(Rows from a dataset)
##############################

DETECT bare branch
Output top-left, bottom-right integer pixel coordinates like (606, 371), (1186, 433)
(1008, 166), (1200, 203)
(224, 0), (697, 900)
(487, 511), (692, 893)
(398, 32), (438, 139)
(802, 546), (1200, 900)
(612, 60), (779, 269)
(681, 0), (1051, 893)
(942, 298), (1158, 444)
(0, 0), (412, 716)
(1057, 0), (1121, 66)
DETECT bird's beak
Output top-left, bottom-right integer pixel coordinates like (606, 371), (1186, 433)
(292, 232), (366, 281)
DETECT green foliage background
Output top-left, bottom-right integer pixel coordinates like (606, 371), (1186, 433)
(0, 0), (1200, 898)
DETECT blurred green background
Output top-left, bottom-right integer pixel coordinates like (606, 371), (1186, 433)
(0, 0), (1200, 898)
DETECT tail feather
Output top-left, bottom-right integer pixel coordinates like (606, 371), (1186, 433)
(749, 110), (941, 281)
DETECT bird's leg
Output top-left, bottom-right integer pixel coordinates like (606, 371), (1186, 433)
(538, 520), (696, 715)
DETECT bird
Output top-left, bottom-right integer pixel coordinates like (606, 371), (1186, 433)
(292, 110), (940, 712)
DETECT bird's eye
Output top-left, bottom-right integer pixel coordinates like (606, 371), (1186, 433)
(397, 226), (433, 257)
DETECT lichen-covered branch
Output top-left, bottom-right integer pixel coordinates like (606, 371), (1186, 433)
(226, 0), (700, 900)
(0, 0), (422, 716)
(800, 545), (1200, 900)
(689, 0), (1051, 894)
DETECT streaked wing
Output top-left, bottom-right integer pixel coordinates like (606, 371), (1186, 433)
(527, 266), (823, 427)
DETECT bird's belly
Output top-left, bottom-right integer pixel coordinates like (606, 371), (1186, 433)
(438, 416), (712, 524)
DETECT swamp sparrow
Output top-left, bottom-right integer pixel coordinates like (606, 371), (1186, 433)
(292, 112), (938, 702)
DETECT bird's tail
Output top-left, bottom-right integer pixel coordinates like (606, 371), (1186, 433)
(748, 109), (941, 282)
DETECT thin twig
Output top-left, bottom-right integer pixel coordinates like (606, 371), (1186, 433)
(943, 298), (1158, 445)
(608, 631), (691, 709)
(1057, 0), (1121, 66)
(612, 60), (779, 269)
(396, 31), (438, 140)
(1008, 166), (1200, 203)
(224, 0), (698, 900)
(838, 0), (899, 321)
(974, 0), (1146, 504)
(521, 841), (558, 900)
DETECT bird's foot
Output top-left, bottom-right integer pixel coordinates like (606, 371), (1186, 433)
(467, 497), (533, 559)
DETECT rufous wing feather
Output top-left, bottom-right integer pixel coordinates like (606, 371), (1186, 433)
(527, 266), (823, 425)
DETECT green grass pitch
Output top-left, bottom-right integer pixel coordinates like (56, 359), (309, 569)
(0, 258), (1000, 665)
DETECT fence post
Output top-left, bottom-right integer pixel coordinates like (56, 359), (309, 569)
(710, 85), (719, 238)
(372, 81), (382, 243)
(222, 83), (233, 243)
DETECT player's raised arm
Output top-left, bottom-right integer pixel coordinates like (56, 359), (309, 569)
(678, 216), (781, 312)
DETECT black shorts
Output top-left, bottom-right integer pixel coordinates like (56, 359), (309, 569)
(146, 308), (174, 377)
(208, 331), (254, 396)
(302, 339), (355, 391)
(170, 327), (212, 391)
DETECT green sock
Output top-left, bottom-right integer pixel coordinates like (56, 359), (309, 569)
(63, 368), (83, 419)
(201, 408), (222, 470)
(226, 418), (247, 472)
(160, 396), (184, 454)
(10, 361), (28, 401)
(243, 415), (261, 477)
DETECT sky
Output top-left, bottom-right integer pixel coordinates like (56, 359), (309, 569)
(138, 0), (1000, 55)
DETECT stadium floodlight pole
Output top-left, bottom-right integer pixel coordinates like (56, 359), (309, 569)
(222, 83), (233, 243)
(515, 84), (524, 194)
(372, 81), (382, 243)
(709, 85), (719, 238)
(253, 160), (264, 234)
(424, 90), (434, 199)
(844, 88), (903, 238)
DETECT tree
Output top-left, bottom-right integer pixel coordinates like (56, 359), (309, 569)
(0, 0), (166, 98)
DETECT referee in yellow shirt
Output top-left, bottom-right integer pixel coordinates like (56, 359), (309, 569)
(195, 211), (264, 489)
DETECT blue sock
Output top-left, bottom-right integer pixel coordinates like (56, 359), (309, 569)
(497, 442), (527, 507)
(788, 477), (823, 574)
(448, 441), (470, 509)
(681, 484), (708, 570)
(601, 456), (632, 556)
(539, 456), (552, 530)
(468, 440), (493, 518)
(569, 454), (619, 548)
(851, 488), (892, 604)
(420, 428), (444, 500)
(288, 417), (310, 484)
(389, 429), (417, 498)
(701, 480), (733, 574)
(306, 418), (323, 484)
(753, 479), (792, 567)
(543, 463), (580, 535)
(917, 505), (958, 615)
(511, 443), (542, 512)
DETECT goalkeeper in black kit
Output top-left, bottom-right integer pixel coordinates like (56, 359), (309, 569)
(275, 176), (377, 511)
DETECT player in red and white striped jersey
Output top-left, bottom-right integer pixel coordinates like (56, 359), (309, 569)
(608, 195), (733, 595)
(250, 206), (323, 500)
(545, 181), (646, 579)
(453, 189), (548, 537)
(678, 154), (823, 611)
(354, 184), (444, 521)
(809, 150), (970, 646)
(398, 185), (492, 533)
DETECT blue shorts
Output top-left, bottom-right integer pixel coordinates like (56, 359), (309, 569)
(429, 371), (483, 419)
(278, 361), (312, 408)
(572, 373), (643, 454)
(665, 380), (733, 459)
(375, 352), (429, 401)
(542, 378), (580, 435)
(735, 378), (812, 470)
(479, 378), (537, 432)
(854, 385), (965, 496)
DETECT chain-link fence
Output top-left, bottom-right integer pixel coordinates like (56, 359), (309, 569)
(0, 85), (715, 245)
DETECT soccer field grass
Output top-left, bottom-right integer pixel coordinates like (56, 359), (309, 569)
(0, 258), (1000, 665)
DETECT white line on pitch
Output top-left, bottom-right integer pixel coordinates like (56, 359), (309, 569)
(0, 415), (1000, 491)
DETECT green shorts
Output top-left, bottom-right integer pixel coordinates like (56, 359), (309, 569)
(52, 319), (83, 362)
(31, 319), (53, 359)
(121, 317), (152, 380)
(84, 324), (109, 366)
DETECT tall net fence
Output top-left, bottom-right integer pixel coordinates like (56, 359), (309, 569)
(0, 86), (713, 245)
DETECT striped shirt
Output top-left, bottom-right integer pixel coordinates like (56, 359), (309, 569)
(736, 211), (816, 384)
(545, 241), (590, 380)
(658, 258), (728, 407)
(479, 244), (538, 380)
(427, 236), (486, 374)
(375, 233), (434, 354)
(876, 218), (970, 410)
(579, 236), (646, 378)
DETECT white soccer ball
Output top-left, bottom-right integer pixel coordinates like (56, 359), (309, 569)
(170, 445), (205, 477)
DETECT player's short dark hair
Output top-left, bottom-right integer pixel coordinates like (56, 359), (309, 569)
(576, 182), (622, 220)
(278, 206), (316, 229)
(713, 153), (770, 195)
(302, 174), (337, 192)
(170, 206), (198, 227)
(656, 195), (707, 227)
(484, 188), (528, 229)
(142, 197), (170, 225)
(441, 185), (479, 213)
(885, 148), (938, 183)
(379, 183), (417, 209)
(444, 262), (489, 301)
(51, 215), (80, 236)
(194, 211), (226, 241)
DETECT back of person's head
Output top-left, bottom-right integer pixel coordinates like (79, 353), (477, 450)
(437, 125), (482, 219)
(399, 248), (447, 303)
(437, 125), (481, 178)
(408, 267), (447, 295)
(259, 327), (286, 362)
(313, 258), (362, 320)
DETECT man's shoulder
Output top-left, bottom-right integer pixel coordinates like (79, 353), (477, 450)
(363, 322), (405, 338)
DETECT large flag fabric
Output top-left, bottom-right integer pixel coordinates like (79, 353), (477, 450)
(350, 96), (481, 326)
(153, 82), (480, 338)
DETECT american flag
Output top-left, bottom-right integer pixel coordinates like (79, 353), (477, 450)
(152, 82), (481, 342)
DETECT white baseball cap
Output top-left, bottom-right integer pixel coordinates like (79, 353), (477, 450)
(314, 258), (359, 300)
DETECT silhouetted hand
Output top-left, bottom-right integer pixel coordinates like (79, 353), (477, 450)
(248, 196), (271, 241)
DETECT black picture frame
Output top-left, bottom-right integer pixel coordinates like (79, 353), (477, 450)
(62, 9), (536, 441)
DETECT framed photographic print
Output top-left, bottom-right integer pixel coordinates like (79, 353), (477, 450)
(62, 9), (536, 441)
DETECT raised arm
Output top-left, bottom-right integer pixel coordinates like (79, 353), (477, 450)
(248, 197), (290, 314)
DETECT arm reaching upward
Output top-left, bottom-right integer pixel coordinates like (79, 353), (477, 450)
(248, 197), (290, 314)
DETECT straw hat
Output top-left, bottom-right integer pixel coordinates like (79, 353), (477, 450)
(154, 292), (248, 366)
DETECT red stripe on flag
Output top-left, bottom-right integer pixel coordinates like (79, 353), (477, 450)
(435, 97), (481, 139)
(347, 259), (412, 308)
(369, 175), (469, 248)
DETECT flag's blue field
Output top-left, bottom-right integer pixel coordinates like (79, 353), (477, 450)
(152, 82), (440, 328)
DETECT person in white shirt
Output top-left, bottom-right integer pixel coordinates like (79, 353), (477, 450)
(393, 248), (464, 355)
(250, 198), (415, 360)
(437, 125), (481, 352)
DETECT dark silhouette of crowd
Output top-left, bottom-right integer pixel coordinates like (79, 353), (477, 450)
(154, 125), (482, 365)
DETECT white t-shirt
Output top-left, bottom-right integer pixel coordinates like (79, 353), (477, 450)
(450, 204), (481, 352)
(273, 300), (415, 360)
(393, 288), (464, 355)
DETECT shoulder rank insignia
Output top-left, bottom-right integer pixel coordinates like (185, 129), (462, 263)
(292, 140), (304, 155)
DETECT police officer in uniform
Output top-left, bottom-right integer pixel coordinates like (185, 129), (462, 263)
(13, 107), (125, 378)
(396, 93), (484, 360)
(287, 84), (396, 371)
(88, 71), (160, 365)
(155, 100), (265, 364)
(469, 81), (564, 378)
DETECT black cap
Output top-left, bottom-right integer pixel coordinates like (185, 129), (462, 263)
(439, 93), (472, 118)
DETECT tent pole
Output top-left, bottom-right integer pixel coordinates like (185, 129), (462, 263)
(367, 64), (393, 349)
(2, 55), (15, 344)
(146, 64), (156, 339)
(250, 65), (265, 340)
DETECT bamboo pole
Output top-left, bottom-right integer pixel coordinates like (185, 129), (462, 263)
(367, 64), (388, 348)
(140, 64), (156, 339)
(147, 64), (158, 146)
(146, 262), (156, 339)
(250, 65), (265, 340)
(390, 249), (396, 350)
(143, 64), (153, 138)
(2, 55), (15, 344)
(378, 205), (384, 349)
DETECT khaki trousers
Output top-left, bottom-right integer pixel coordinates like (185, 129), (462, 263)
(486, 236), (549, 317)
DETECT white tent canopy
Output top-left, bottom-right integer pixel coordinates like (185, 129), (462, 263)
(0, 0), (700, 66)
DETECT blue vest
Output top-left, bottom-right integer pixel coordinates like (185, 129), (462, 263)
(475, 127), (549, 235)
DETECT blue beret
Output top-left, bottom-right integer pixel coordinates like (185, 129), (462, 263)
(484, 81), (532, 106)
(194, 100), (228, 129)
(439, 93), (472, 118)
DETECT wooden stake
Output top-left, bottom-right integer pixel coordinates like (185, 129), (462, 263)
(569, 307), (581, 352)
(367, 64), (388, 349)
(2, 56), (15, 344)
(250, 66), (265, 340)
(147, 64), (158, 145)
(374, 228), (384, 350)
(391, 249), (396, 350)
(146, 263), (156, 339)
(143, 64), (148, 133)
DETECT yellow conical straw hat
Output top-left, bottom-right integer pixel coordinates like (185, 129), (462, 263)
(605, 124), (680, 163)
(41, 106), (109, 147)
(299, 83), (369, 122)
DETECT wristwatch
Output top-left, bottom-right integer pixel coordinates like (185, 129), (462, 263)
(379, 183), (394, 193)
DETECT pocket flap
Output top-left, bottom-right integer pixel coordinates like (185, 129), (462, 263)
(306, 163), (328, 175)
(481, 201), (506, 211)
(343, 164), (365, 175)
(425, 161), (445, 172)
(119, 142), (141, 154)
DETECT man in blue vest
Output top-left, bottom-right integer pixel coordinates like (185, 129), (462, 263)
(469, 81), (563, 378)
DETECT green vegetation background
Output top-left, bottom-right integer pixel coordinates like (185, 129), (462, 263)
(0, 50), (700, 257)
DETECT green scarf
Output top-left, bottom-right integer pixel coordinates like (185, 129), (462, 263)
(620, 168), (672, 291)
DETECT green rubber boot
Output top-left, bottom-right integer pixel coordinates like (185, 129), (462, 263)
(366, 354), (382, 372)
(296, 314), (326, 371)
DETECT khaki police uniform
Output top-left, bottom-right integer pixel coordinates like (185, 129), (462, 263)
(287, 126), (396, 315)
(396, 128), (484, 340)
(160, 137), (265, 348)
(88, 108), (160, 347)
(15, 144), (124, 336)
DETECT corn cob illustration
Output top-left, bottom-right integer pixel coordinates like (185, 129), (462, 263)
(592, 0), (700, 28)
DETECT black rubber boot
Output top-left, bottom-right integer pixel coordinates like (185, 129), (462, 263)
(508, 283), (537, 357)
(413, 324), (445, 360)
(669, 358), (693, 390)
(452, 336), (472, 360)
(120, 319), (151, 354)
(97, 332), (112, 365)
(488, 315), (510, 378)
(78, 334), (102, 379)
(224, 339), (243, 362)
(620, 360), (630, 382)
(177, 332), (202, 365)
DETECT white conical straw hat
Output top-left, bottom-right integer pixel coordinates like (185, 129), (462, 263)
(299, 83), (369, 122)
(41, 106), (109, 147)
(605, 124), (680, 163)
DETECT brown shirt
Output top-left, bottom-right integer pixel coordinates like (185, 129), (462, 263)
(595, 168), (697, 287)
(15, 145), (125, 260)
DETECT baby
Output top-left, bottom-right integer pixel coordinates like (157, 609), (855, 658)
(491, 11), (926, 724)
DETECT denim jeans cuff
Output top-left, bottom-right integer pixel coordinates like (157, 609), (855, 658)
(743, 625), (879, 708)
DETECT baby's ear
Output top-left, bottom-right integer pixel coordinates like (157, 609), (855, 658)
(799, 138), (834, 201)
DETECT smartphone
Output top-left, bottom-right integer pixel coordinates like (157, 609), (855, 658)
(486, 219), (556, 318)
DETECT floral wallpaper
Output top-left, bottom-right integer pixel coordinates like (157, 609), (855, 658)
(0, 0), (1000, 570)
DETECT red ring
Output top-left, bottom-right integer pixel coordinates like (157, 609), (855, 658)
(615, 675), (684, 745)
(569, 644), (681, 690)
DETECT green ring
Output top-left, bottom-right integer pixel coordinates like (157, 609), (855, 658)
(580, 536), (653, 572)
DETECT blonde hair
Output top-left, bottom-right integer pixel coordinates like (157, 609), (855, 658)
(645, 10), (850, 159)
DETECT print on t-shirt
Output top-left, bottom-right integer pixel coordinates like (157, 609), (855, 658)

##############################

#### WHAT THE TASK ASKS:
Beginning at the line that contains "DETECT bird's foot" and stopping after the line that contains "(170, 327), (212, 391)", recast those rows as a JSON list of strings with one string per line and no blank lines. Include both of these boundary lines.

#### ANSWER TO THE EXERCISE:
[
  "DETECT bird's foot",
  "Output top-left, bottom-right integer pixel coordinates like (606, 371), (1186, 433)",
  "(467, 497), (533, 559)",
  "DETECT rufous wing feather",
  "Output top-left, bottom-right integer pixel coordinates like (606, 371), (1186, 433)",
  "(527, 266), (823, 425)",
  "DETECT green grass pitch",
  "Output top-left, bottom-right integer pixel coordinates like (56, 359), (309, 569)",
  "(0, 258), (1000, 665)",
  "DETECT fence post",
  "Output top-left, bottom-right integer pixel coordinates like (56, 359), (309, 569)",
  "(710, 85), (719, 238)",
  "(372, 81), (382, 243)",
  "(222, 83), (233, 243)",
  "DETECT player's raised arm",
  "Output top-left, bottom-right integer pixel coordinates like (56, 359), (309, 569)",
  "(678, 216), (781, 312)",
  "DETECT black shorts",
  "Output top-left, bottom-right integer pixel coordinates like (56, 359), (309, 569)",
  "(146, 308), (174, 377)",
  "(208, 331), (254, 396)",
  "(302, 339), (355, 391)",
  "(170, 327), (212, 391)"
]